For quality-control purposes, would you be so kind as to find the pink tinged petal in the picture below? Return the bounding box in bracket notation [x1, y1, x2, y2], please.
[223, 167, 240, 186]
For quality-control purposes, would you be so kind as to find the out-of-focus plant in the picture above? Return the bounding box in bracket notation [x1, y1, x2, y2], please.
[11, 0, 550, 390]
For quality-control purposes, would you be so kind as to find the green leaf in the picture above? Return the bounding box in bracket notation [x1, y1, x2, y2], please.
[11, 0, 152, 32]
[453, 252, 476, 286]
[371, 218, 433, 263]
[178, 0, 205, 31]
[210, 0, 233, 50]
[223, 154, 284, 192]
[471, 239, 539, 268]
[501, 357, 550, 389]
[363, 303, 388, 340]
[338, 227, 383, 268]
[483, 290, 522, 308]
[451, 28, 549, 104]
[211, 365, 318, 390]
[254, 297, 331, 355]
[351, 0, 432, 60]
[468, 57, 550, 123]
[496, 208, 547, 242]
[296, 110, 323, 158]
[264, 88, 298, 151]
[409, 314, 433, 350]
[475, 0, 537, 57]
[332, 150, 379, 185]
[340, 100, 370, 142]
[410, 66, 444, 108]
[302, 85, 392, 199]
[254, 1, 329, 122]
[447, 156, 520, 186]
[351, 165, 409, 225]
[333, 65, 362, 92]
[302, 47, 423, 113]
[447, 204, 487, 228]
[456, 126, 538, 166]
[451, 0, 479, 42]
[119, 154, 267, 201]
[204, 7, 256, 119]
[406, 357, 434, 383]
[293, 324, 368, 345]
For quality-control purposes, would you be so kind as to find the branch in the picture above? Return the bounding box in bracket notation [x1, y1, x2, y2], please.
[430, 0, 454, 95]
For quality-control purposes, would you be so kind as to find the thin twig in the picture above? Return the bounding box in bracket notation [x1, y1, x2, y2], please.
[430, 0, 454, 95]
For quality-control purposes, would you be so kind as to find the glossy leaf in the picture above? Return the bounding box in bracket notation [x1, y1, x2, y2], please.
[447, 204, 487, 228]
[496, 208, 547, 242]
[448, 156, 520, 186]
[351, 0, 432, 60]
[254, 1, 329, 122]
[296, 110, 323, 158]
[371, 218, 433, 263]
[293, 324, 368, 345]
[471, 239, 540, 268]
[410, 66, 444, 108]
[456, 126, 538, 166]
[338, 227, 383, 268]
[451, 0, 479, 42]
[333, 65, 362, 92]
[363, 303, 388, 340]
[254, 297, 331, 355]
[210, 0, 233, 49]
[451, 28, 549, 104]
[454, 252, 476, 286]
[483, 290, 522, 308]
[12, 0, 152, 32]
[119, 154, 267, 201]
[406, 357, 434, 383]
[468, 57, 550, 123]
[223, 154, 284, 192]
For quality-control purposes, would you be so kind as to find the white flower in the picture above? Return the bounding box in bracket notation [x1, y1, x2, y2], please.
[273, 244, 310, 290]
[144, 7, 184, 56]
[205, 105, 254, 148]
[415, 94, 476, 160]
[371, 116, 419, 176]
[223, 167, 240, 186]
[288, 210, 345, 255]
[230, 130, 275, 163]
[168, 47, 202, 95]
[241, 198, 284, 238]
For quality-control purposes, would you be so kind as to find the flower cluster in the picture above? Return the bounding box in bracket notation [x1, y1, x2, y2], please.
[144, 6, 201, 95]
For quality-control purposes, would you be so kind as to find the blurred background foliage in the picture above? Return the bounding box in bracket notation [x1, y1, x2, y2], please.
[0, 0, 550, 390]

◆ Task details ◆
Write out every record verbatim.

◆ Solved exercise ◆
For quality-control purposes, would you be so kind as to find the pink tinged petal in the picture below? Return the bounding box in bracket notation [x1, y1, x2, y2], please.
[223, 167, 240, 186]
For quality-control purposes, would you be so kind as to find the out-of-focus plant in the picture above? Return the bounding box in bracket notation [x1, y1, x2, y2], please.
[11, 0, 550, 390]
For quality-control purposes, would you be so kind as to find the green leaf in the picture above? Return the bounding box in bracket notation [x1, y1, x2, y2], please.
[11, 0, 152, 32]
[453, 252, 476, 286]
[371, 218, 433, 263]
[178, 0, 205, 31]
[210, 0, 233, 50]
[223, 154, 284, 192]
[471, 239, 539, 268]
[501, 357, 550, 389]
[363, 303, 388, 340]
[338, 227, 383, 268]
[483, 290, 522, 308]
[451, 28, 549, 104]
[211, 365, 318, 390]
[254, 297, 331, 355]
[351, 0, 432, 60]
[468, 57, 550, 123]
[496, 208, 547, 242]
[296, 110, 323, 158]
[264, 88, 298, 151]
[409, 314, 433, 350]
[475, 0, 537, 57]
[332, 150, 379, 185]
[340, 100, 370, 142]
[410, 66, 444, 108]
[302, 85, 392, 199]
[254, 1, 329, 122]
[447, 156, 520, 186]
[351, 165, 409, 225]
[333, 65, 362, 92]
[302, 47, 423, 113]
[447, 204, 487, 228]
[456, 126, 538, 166]
[451, 0, 479, 42]
[119, 154, 267, 201]
[204, 7, 256, 119]
[406, 357, 434, 383]
[293, 324, 368, 345]
For quality-control purposes, would you be so kind as to find the branch in the picture above? Return the bounding box in bracket notation [x1, y1, x2, y2], please.
[430, 0, 454, 95]
For quality-control purposes, would you be so kind as to find the thin twig in the picture above? Return the bounding box in bracket notation [x1, y1, x2, y2], please.
[430, 0, 454, 95]
For quality-control purposes, would you be so kind as to find the glossy leaf in the picture above? Return the bounding box in bracket notation [x1, y1, x2, y2], please.
[447, 204, 487, 228]
[496, 208, 547, 242]
[448, 156, 520, 186]
[351, 0, 432, 60]
[254, 1, 329, 122]
[296, 110, 323, 158]
[371, 218, 433, 263]
[293, 324, 368, 345]
[471, 239, 540, 268]
[410, 66, 444, 108]
[456, 126, 538, 166]
[338, 227, 383, 268]
[451, 0, 479, 42]
[333, 65, 362, 92]
[363, 303, 388, 340]
[254, 297, 331, 355]
[210, 0, 233, 49]
[451, 28, 549, 104]
[454, 252, 476, 286]
[483, 290, 522, 308]
[12, 0, 152, 32]
[119, 154, 267, 201]
[406, 357, 434, 383]
[468, 57, 550, 123]
[223, 154, 284, 192]
For quality-control purposes, would you be so kind as to find the white flower in the picture above? Return the bounding box in bracket notation [x1, y1, x2, y2], please.
[273, 244, 310, 290]
[144, 7, 184, 56]
[205, 105, 254, 148]
[415, 94, 476, 160]
[371, 116, 419, 176]
[223, 167, 240, 186]
[288, 210, 345, 255]
[230, 130, 275, 163]
[168, 47, 202, 95]
[241, 198, 284, 238]
For quality-control purposes, would you be so kind as to find the flower cluster in the picture above? Return the bounding box in bracket notation [x1, y1, x2, y2], please.
[144, 6, 201, 95]
For quality-control purposes, would you be so kind as to find the blurred background foliage in the picture above? Return the bounding box in bracket notation [x1, y1, x2, y2], please.
[0, 0, 550, 390]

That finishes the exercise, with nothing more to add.